> **Extracted data**

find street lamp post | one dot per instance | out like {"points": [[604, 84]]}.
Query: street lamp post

==

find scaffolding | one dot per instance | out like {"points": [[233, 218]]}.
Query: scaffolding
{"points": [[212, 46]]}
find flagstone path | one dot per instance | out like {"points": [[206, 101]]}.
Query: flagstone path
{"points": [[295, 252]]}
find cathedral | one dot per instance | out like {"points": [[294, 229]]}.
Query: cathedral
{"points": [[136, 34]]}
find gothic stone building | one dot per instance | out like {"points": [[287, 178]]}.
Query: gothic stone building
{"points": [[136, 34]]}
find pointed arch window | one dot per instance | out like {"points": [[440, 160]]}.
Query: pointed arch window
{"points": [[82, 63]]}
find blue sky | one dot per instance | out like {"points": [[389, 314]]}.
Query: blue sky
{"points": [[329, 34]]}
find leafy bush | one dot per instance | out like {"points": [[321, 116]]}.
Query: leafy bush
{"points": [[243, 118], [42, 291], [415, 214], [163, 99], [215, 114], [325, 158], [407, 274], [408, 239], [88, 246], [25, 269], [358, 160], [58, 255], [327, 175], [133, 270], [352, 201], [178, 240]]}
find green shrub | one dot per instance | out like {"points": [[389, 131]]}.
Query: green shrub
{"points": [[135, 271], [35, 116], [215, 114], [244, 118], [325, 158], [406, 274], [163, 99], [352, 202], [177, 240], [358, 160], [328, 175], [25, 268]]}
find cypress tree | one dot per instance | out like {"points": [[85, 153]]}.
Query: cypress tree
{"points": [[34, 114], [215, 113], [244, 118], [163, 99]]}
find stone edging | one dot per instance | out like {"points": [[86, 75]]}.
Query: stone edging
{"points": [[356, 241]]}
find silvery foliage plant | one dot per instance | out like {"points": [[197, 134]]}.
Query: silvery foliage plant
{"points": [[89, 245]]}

--

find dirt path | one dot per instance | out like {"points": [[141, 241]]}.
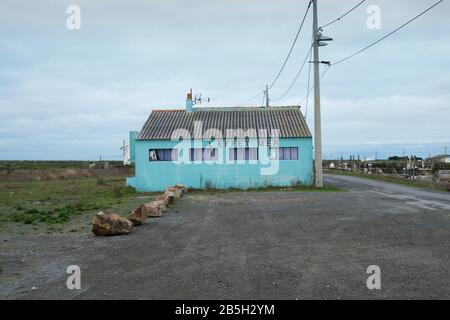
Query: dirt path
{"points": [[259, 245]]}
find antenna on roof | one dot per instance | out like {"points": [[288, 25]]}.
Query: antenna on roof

> **Task details**
Render the lines above as a numbered list, from the line with "find street lamp" up to and including the line with "Query: street lamp post", leaving out blank lines.

> **Exercise response**
1. find street lamp post | one dot per instance | out like {"points": [[604, 84]]}.
2. Query: street lamp post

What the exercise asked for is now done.